**AIM**
Select and copy every line in the records below that contains the word "tree".

**STORED DATA**
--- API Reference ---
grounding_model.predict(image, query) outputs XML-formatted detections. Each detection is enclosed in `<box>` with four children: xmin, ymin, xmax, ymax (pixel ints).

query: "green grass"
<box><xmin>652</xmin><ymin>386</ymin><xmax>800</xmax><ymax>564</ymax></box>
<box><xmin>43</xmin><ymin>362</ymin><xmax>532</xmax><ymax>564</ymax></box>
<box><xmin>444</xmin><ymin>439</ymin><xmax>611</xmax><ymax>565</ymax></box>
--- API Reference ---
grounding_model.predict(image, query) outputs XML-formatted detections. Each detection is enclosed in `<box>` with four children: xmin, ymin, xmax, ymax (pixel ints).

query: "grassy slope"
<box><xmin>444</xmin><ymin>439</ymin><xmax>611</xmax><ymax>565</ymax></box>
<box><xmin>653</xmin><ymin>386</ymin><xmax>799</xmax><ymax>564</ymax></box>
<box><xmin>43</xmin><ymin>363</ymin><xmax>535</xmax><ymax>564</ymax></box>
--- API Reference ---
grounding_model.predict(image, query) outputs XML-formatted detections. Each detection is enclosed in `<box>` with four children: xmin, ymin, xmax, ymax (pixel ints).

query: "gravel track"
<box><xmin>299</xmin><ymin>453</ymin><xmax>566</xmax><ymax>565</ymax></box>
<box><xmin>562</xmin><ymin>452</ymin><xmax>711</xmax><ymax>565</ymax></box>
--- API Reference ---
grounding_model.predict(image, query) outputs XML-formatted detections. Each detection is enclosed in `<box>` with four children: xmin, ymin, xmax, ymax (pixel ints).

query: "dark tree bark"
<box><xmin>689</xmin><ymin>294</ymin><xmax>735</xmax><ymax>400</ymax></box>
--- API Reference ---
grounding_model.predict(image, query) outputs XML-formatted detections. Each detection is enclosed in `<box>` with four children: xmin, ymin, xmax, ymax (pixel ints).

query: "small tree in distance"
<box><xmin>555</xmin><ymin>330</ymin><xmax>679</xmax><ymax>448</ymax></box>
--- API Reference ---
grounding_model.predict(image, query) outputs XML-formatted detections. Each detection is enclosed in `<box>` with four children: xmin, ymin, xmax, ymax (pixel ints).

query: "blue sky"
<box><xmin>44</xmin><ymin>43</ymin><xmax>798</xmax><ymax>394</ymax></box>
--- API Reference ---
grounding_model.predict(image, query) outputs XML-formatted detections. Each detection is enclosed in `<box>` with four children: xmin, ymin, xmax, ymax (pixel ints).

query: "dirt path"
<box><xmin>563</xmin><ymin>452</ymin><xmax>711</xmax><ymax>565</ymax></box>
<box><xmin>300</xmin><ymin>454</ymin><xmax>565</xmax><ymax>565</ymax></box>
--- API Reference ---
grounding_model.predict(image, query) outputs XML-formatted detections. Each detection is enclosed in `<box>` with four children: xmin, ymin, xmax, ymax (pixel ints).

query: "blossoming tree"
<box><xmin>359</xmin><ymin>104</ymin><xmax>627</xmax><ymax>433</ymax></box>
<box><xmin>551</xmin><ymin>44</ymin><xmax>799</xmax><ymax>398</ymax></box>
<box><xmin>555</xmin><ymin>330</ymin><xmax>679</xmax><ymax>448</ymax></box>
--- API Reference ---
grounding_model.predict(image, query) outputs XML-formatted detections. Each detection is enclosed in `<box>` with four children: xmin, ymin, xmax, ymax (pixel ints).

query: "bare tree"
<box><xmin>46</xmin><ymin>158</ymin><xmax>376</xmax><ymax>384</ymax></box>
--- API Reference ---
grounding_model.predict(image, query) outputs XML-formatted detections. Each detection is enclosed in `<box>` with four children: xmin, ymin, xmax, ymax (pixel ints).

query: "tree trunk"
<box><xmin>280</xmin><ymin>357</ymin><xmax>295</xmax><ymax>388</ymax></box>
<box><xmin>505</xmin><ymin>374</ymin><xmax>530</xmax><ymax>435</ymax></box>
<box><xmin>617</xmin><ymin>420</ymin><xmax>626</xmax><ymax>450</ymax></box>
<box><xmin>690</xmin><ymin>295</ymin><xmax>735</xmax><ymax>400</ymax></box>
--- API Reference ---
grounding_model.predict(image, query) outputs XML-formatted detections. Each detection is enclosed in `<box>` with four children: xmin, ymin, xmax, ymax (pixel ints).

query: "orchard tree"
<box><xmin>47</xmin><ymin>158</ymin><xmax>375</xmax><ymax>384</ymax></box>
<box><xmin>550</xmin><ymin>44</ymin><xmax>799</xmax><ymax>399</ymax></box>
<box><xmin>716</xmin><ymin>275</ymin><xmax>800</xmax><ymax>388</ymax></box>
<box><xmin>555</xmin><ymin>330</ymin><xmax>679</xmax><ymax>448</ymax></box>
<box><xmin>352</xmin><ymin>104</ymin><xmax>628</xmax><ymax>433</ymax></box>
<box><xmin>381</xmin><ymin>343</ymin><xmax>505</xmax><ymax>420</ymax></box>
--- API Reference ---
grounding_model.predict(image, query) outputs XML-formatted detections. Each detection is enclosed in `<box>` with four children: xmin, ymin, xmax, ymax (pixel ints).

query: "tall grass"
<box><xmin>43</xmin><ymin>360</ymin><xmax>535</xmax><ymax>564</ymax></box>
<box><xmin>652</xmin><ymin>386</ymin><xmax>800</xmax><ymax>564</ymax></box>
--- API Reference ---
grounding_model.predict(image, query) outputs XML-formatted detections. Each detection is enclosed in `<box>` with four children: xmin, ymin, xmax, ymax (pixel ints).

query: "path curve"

**ANSWER FOR THE TASK**
query: "dark tree bark"
query: "small tree in distance"
query: "blossoming tree"
query: "bare tree"
query: "tree trunk"
query: "orchard tree"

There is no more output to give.